### Stated exercise
Show each line in the data below that contains the word "rectangular".

(Items from a dataset)
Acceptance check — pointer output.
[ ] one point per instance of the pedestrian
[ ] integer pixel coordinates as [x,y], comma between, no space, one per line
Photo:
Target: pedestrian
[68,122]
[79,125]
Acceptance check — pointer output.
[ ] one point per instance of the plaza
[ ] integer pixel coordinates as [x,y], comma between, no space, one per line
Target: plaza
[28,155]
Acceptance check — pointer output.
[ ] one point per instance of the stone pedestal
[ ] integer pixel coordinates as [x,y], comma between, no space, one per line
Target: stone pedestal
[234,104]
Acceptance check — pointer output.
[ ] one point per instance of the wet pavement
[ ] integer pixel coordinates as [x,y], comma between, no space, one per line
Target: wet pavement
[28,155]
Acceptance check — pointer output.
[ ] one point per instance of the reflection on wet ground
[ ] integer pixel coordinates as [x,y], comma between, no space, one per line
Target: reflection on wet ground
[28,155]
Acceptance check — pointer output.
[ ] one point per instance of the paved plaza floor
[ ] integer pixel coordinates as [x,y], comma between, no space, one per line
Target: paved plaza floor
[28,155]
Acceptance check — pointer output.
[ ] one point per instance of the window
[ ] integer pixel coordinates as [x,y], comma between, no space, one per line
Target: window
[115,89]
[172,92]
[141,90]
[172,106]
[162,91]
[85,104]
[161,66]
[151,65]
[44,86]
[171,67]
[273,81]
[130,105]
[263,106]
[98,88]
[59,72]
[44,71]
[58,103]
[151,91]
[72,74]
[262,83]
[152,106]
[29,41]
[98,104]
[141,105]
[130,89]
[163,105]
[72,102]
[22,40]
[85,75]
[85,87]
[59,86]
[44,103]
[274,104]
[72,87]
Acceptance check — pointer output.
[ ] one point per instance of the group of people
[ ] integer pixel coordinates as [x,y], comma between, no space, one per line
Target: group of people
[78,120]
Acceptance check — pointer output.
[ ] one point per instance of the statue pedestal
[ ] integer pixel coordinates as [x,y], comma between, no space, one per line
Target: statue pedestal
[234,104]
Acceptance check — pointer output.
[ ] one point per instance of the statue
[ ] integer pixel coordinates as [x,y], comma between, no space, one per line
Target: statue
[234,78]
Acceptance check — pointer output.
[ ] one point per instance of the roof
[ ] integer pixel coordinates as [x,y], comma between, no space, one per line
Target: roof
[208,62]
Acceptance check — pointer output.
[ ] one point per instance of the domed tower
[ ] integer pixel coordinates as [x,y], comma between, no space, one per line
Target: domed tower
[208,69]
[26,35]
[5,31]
* * *
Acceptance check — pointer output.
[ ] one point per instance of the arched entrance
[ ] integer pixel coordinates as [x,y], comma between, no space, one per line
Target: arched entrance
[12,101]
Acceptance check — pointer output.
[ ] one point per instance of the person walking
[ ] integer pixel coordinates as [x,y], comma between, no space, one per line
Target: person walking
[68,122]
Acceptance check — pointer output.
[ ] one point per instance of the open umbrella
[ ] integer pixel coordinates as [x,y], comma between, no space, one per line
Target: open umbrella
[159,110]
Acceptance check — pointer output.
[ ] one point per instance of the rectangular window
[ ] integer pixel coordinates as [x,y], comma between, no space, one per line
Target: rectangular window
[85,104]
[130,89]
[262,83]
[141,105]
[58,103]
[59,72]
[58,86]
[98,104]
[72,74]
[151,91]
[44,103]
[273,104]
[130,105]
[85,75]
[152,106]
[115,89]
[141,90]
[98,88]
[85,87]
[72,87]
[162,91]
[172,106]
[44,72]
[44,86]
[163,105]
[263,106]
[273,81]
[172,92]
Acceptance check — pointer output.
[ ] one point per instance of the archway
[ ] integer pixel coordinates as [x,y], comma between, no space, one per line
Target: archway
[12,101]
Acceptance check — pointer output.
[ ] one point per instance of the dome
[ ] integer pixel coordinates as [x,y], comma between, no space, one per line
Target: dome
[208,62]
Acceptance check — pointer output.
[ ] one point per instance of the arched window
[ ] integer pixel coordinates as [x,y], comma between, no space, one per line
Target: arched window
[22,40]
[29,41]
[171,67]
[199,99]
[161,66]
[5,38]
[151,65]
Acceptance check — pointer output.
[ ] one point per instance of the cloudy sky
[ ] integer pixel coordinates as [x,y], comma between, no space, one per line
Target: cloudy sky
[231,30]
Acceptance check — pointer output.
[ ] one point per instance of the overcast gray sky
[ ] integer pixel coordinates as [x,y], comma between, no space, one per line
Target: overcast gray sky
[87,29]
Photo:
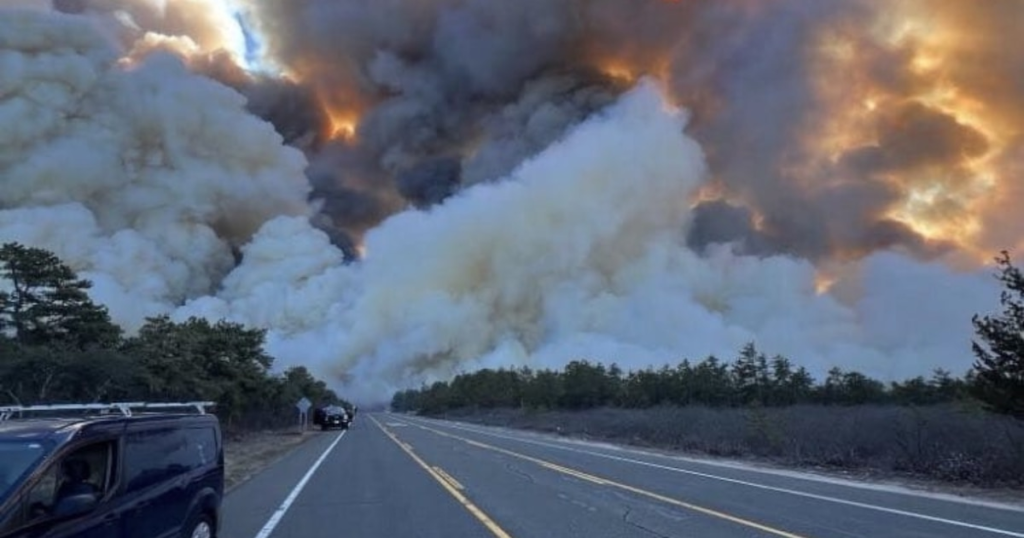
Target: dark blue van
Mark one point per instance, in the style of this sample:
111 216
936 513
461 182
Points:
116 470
==
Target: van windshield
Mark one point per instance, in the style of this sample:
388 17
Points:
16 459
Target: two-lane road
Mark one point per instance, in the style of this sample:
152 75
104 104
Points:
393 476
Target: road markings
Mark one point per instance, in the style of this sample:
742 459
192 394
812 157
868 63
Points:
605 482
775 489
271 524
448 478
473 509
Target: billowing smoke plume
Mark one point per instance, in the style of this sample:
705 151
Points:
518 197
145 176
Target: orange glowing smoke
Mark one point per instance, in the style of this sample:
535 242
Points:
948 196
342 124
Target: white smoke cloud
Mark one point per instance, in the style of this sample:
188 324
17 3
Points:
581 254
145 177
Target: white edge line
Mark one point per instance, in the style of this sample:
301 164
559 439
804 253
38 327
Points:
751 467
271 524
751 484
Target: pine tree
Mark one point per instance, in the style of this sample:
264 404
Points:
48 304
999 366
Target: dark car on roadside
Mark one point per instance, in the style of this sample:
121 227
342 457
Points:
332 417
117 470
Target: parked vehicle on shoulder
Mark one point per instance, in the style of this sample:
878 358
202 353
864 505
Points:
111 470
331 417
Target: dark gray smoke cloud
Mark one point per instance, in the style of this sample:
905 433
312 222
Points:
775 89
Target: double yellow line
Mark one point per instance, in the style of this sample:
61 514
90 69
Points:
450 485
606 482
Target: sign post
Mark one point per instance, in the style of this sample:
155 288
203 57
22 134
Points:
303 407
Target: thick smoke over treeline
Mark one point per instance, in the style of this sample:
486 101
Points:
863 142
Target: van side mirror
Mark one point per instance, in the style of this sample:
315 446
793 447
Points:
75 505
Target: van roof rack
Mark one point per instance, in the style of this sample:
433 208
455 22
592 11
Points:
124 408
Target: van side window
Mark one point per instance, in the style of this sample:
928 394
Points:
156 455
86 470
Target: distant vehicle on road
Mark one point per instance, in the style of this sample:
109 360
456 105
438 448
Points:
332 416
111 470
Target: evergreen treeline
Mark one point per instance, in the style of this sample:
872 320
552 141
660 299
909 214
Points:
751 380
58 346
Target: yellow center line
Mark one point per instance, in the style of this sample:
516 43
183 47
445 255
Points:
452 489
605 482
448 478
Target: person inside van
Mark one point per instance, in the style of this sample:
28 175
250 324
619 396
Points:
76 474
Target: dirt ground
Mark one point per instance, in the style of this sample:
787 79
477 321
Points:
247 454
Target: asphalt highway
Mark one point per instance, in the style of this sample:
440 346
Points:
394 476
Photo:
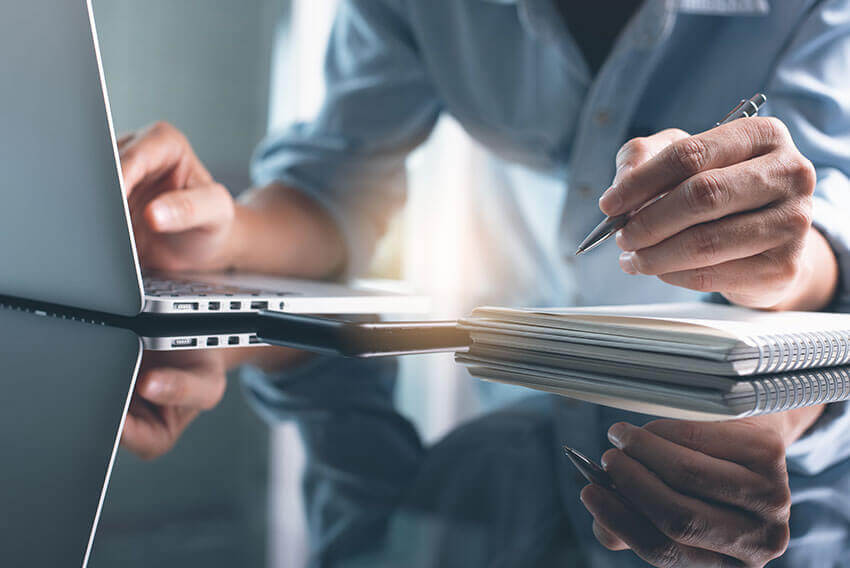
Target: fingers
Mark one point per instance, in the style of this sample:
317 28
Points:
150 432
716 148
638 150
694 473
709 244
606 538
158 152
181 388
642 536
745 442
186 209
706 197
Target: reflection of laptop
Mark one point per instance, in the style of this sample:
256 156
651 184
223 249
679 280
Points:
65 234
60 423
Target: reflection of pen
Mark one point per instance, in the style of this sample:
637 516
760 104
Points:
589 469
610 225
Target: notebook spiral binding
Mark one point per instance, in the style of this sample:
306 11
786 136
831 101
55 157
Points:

### Result of this exercise
[ ] one point per instance of the rectangular window
Target: rectangular window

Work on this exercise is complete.